Source document -
......

Motion to Amend the Pleading and Substitute Plaintiffs
[23] Even if, as a matter of form, I were inclined to accept the litigation plan that appears as a schedule to the Plaintiff's factum as part of the certification record – and, frankly, it is doubtful that I have that discretion given the strictness with which motion judges have been told to approach section 29.1 – I would not accept it as a matter of substance. The current Plaintiff, Omar Kalair, deposed that he worked on the litigation plan with his counsel. But Mr. Kalair has also deposed that he can no longer be the representative Plaintiff in this action as his time is entirely occupied with other professional and religious duties that he is engaged in.
[24] I take Mr. Kalair at his word in this respect. Whether or not he had any input to or discussions with counsel about a litigation plan that never materialized in the certification record is no longer relevant. As indicated at the outset of these reasons, the present motion by the Defendants to dismiss has been joined with a motion by the Plaintiff to substitute two new representative Plaintiffs in place of Mr. Kalair, who is no longer willing and able to continue in that capacity.
[25] The proposed new representative Plaintiffs do not appear to know anything about the litigation plan. In fact, they do not even seem aware of what a litigation plan is. Both proposed Plaintiffs, Tyler Couchman and Terrence Montrose, were cross-examined on their overall readiness to take on the duties of representative Plaintiff. Both of them professed ignorance of the litigation plan.
[26] It is well established in the case law that a litigation plan is a critical element for certification and that, although it may be a lawyer-drafted document, it is to reflect the plans of the representative plaintiff and is to be part of the representative Plaintiff's evidence: *Carcillo*, at paras. 54-56; *Sullivan v Golden Intercapital (GIC) Investments Corp.*, 2014 ABQB 212, at paras. 49-55. As the Alberta court specifically noted in Sullivan, at para. 55, it is important that the litigation plan be that of the representative Plaintiff and not of counsel, "otherwise that person cannot be anything more than an empty vessel controlled by the litigation lawyer."

......

Position annotation records:
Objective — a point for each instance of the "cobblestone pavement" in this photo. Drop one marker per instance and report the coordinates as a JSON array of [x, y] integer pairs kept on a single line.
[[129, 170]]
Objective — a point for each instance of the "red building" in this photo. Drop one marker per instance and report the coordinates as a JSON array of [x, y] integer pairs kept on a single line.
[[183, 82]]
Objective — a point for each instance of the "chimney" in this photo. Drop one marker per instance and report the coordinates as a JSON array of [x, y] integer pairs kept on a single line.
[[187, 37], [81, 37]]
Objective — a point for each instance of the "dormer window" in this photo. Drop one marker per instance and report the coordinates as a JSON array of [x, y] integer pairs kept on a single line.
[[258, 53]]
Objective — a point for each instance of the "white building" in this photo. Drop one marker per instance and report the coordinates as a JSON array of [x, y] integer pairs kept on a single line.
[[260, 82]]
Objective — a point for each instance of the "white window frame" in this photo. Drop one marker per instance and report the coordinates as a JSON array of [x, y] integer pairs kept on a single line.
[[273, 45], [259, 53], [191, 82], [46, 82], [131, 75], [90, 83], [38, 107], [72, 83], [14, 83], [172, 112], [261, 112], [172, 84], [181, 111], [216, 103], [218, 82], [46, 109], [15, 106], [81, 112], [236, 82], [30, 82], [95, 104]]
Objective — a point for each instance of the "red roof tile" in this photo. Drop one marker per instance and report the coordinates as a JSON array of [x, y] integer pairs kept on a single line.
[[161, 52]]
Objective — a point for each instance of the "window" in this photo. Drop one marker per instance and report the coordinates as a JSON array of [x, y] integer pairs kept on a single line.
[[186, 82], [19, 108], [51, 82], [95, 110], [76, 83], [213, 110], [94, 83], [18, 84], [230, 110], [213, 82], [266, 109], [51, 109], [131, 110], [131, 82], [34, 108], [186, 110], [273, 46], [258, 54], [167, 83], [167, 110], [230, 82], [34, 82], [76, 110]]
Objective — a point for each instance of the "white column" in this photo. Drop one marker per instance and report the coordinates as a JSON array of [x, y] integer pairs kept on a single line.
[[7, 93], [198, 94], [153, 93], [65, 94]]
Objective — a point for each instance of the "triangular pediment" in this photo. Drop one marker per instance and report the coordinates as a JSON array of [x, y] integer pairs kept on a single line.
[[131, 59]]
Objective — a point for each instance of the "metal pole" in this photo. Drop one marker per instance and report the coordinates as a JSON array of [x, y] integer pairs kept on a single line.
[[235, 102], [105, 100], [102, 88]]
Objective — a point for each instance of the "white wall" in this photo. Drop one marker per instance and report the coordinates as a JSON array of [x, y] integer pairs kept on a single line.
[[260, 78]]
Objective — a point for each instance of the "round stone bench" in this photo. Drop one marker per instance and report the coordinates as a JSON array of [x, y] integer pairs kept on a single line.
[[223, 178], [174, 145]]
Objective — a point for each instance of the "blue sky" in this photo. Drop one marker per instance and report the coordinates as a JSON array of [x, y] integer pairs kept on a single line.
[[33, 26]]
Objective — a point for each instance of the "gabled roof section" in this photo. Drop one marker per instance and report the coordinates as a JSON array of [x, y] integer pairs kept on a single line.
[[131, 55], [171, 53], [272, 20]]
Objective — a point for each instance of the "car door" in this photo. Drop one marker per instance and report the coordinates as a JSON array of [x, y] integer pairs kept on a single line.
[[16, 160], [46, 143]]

......

Exercise -
Answer these questions from the court ruling on the motion to amend the pleading and substitute plaintiffs.
(a) Why did Omar Kalair say he can no longer be the representative Plaintiff?
(b) Which two people are proposed as the new representative Plaintiffs?
(c) What does the Alberta court in Sullivan say a representative Plaintiff can be no more than if the litigation plan is counsel's and not theirs?

Output of the exercise -
(a) His time is entirely occupied with other professional and religious duties.
(b) Tyler Couchman and Terrence Montrose.
(c) An empty vessel controlled by the litigation lawyer.